To do: In two sentences, summarize the text about the National Policy Institute's 2016 conference.

Supplied text:
+ + +

In the wake of discussing “hailgate“, and other controversies it has become easy to forget what a triump the National Policy Institute’s Become Who We Are 2016 conference was. Over 300 identitarians and Alt Righters desended on Washington D.C. for a two day celebration and exploration of the new vanguard on the American right.

Over at Rolling Stone, and article titled “Radically Mainstream: Why the Alt-Right Is Celebrating Trump’s Win” gives a bit of flavor to the conference’s success, though not too much of course, after all, the ideological glass ceiling has to preserved:

At nearly 300 attendees, this year’s gathering – taking place less than two weeks after Trump’s upset victory – is his largest to date…Ten days earlier, I’m waiting outside a restaurant in Washington, D.C.’s trendy Logan Circle. It’s the day after the election, and Spencer has suggested we meet for lunch. The mood of passersby is desultory. Two men recognize and greet each other; when one asks how the other is doing, he shrugs sadly. The first man responds, “I know.”

+ + +

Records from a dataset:
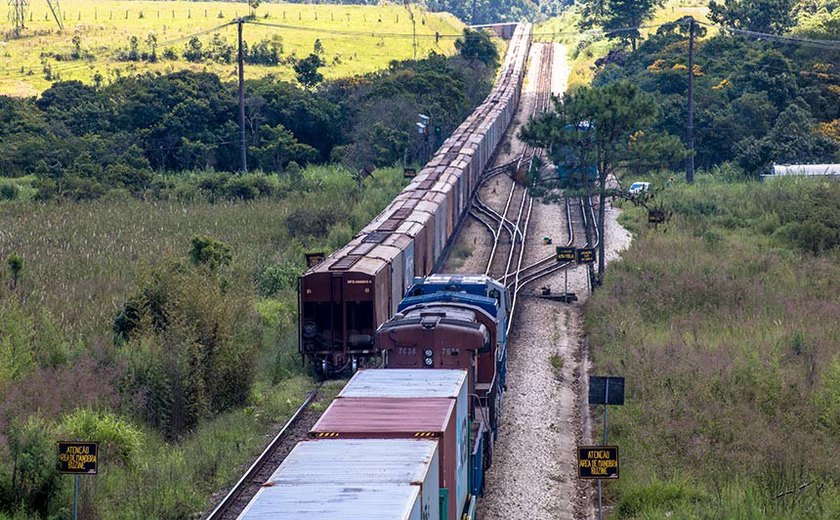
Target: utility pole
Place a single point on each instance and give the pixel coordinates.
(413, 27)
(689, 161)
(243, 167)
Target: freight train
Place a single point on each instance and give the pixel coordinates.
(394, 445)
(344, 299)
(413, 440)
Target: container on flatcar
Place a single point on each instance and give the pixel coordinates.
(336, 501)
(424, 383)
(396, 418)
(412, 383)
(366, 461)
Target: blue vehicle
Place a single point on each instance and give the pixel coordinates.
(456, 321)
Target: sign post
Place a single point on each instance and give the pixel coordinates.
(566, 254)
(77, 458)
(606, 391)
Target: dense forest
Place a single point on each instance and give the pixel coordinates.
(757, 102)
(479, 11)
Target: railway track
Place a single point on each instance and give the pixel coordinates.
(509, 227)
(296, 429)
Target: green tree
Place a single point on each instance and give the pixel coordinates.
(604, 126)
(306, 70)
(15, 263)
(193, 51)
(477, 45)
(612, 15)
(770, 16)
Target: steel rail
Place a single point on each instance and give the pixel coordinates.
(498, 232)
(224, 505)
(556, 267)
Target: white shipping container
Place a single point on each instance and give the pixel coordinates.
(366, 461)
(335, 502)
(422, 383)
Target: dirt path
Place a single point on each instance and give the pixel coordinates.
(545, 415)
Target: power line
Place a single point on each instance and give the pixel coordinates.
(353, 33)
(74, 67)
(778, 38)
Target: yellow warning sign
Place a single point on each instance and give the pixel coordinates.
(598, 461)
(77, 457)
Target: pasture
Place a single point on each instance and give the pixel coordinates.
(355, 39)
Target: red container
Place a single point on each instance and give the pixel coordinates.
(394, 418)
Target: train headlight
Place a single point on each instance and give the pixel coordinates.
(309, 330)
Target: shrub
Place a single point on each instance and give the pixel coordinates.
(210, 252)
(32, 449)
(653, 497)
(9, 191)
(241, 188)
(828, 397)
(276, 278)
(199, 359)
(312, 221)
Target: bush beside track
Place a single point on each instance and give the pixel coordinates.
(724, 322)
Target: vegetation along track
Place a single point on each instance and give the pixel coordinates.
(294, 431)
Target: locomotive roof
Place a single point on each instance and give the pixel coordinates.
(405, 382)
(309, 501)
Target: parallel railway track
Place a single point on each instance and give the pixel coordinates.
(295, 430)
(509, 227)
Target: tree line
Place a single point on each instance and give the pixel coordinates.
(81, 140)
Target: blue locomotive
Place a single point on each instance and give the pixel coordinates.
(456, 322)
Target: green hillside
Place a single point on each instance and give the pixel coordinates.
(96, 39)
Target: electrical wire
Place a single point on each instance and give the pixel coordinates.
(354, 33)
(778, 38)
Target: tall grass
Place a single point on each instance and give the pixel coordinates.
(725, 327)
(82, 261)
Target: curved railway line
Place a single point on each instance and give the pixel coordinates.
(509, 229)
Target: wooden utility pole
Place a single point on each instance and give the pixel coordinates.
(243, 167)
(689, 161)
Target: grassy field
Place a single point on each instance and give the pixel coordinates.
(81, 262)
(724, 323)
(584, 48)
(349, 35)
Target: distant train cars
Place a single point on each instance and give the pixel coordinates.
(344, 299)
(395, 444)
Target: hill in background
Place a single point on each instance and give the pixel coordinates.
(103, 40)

+ + +

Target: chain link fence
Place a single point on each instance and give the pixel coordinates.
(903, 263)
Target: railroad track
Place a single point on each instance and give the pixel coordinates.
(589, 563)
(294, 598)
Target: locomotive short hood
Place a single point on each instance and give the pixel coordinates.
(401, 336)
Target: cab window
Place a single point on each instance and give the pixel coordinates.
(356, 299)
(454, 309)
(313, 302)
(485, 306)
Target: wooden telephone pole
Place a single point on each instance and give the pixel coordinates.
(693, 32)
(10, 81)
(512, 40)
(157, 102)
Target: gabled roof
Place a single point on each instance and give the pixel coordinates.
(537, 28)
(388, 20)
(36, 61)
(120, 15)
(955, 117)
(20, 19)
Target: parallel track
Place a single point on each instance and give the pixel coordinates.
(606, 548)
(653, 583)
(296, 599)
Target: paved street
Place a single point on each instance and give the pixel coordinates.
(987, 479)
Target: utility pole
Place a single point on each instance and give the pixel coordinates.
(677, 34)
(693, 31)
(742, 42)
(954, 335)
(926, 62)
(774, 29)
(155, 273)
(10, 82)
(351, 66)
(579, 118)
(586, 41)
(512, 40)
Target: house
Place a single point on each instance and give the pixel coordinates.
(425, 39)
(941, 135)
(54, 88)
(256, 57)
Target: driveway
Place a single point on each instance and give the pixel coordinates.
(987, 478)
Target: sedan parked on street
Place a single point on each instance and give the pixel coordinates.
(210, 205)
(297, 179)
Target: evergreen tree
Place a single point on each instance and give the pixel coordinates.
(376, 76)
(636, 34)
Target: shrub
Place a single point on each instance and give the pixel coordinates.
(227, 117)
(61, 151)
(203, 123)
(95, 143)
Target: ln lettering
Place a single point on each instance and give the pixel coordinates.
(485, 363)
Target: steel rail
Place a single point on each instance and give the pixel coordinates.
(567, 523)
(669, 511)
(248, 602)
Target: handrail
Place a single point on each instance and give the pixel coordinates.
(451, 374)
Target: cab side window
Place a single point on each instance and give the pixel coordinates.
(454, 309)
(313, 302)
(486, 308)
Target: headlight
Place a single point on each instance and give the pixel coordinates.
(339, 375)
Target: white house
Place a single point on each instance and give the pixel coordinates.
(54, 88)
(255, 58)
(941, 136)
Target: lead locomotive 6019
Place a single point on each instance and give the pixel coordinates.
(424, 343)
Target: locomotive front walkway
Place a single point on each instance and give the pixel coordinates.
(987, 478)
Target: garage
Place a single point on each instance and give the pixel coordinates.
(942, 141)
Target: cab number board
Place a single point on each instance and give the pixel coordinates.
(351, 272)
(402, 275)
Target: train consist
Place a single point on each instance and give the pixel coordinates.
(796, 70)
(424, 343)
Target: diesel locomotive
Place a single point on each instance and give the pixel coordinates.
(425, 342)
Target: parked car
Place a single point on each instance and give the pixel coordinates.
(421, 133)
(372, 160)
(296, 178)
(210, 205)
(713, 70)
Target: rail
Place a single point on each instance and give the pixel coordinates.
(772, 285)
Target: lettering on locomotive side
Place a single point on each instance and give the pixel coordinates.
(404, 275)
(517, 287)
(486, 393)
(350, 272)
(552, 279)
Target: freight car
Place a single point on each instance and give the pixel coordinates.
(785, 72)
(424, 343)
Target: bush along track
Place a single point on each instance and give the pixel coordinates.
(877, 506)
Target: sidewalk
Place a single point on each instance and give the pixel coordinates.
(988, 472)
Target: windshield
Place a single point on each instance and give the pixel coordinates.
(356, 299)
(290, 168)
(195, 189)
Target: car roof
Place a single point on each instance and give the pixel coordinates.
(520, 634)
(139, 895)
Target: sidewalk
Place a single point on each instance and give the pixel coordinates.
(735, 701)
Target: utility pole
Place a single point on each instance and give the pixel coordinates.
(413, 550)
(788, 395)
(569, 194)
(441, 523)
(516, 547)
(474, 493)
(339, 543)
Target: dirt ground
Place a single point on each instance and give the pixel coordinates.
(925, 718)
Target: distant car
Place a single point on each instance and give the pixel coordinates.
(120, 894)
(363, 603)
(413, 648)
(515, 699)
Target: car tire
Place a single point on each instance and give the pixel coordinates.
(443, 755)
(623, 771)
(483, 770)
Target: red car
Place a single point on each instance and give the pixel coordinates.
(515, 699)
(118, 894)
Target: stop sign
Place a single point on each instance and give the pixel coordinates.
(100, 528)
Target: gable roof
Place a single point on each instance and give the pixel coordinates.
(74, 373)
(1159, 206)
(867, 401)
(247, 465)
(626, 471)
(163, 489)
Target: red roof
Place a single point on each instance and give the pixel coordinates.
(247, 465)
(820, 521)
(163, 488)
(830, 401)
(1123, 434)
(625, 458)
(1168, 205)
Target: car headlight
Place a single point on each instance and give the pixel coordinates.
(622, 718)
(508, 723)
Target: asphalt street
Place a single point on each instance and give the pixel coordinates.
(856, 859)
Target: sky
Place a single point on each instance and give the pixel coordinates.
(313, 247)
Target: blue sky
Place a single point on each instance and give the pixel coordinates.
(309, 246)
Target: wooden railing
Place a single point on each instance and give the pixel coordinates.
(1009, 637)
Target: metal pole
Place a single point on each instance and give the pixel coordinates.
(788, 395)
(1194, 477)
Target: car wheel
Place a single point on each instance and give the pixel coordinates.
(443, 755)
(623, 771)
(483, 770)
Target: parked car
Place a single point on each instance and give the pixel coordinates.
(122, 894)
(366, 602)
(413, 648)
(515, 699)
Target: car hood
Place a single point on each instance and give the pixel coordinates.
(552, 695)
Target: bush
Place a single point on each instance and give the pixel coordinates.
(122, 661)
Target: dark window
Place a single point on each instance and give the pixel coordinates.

+ + +

Answer space: The text says that talk of "hailgate" and other controversies has made it easy to forget what a triumph the National Policy Institute's Become Who We Are 2016 conference was, where over 300 identitarians and Alt Righters gathered in Washington D.C. for two days. It cites a Rolling Stone article, "Radically Mainstream: Why the Alt-Right Is Celebrating Trump's Win," as conveying some of the conference's success and notes that the gathering took place less than two weeks after Trump's upset victory.